── STORED DATA ──
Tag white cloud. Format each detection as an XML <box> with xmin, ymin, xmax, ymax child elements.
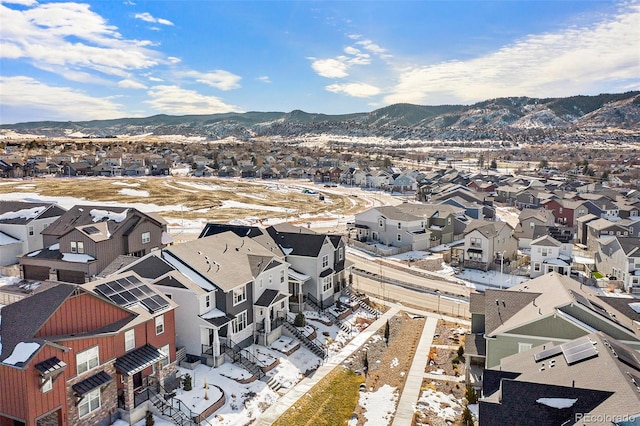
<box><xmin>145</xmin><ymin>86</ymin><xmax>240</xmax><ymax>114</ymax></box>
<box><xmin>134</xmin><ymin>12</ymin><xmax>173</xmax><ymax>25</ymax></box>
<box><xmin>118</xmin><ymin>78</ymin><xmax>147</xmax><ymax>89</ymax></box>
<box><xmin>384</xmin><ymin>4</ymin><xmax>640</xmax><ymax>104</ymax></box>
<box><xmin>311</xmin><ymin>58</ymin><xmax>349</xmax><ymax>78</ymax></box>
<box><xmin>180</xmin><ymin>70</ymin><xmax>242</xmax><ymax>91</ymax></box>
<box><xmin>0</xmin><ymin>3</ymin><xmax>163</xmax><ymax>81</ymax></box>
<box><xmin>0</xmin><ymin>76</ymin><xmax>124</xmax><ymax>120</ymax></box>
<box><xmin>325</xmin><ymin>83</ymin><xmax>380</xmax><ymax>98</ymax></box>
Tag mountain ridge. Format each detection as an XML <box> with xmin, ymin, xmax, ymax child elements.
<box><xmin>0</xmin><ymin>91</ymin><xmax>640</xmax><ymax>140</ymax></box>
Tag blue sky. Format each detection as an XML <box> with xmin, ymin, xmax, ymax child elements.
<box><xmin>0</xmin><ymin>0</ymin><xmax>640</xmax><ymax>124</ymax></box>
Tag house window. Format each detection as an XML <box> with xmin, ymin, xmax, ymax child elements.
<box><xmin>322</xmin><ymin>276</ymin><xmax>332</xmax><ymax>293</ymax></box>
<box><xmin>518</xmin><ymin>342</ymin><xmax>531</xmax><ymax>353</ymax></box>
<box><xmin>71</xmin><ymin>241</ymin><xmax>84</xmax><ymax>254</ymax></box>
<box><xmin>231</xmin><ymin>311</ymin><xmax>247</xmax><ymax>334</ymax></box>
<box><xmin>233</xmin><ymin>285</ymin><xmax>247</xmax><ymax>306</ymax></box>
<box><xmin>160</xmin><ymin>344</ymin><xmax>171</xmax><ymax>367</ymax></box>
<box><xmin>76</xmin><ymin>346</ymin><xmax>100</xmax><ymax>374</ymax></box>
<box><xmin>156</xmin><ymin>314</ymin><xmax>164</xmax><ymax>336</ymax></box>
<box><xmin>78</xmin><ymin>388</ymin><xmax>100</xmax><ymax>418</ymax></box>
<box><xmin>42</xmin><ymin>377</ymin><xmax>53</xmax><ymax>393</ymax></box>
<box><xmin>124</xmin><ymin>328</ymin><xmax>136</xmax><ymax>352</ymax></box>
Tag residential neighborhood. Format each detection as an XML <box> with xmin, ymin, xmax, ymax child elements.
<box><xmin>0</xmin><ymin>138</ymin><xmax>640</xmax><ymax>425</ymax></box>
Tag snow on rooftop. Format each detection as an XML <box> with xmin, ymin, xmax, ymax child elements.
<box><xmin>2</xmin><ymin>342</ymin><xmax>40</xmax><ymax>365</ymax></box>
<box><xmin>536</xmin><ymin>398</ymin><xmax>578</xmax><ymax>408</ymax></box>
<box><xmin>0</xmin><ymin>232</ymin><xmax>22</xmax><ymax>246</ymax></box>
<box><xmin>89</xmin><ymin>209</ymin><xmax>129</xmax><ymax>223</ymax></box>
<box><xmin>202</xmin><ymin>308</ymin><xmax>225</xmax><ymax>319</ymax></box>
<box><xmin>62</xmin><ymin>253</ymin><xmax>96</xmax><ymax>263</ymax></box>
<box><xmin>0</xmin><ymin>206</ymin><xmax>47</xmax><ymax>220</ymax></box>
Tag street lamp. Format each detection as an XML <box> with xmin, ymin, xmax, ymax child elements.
───
### AIM
Repeat every one of the items above verbatim, omitting the pictures from your answer.

### THE ANSWER
Tag white cloud. Format each detection as an XML <box> with xmin, ymin, xmax, ymax child elements.
<box><xmin>145</xmin><ymin>86</ymin><xmax>240</xmax><ymax>114</ymax></box>
<box><xmin>134</xmin><ymin>12</ymin><xmax>173</xmax><ymax>25</ymax></box>
<box><xmin>118</xmin><ymin>78</ymin><xmax>147</xmax><ymax>89</ymax></box>
<box><xmin>384</xmin><ymin>4</ymin><xmax>640</xmax><ymax>104</ymax></box>
<box><xmin>311</xmin><ymin>58</ymin><xmax>349</xmax><ymax>78</ymax></box>
<box><xmin>180</xmin><ymin>70</ymin><xmax>242</xmax><ymax>91</ymax></box>
<box><xmin>0</xmin><ymin>3</ymin><xmax>163</xmax><ymax>81</ymax></box>
<box><xmin>0</xmin><ymin>76</ymin><xmax>124</xmax><ymax>120</ymax></box>
<box><xmin>325</xmin><ymin>83</ymin><xmax>380</xmax><ymax>98</ymax></box>
Tag mountain ridge. Format each detection as an XML <box> with xmin, ymin, xmax, ymax child elements.
<box><xmin>0</xmin><ymin>91</ymin><xmax>640</xmax><ymax>140</ymax></box>
Tag blue sky. Format each detection as an XML <box> with xmin, ymin, xmax, ymax child elements.
<box><xmin>0</xmin><ymin>0</ymin><xmax>640</xmax><ymax>124</ymax></box>
Tag house window. Format each detection as an XML <box> with xmin, ymin, xmax, ymax child elements.
<box><xmin>322</xmin><ymin>276</ymin><xmax>332</xmax><ymax>293</ymax></box>
<box><xmin>518</xmin><ymin>342</ymin><xmax>531</xmax><ymax>353</ymax></box>
<box><xmin>71</xmin><ymin>241</ymin><xmax>84</xmax><ymax>254</ymax></box>
<box><xmin>231</xmin><ymin>311</ymin><xmax>247</xmax><ymax>334</ymax></box>
<box><xmin>233</xmin><ymin>285</ymin><xmax>247</xmax><ymax>306</ymax></box>
<box><xmin>160</xmin><ymin>344</ymin><xmax>171</xmax><ymax>367</ymax></box>
<box><xmin>76</xmin><ymin>346</ymin><xmax>100</xmax><ymax>374</ymax></box>
<box><xmin>156</xmin><ymin>314</ymin><xmax>164</xmax><ymax>336</ymax></box>
<box><xmin>78</xmin><ymin>388</ymin><xmax>100</xmax><ymax>418</ymax></box>
<box><xmin>42</xmin><ymin>377</ymin><xmax>53</xmax><ymax>393</ymax></box>
<box><xmin>124</xmin><ymin>328</ymin><xmax>136</xmax><ymax>352</ymax></box>
Tag residential neighborhood. Format each detection as an XML <box> with xmin, ymin, xmax, ymax child elements.
<box><xmin>0</xmin><ymin>138</ymin><xmax>640</xmax><ymax>425</ymax></box>
Tag snow on rooftop. Format each detection as an XML <box> with xmin, ymin, xmax, ymax child elements.
<box><xmin>2</xmin><ymin>342</ymin><xmax>40</xmax><ymax>365</ymax></box>
<box><xmin>536</xmin><ymin>398</ymin><xmax>578</xmax><ymax>408</ymax></box>
<box><xmin>0</xmin><ymin>232</ymin><xmax>22</xmax><ymax>246</ymax></box>
<box><xmin>89</xmin><ymin>209</ymin><xmax>129</xmax><ymax>223</ymax></box>
<box><xmin>202</xmin><ymin>308</ymin><xmax>225</xmax><ymax>319</ymax></box>
<box><xmin>62</xmin><ymin>253</ymin><xmax>96</xmax><ymax>263</ymax></box>
<box><xmin>0</xmin><ymin>206</ymin><xmax>47</xmax><ymax>220</ymax></box>
Tag street lamp. Format each detection as an XML <box> with xmin, ymin, xmax, ymax child elements.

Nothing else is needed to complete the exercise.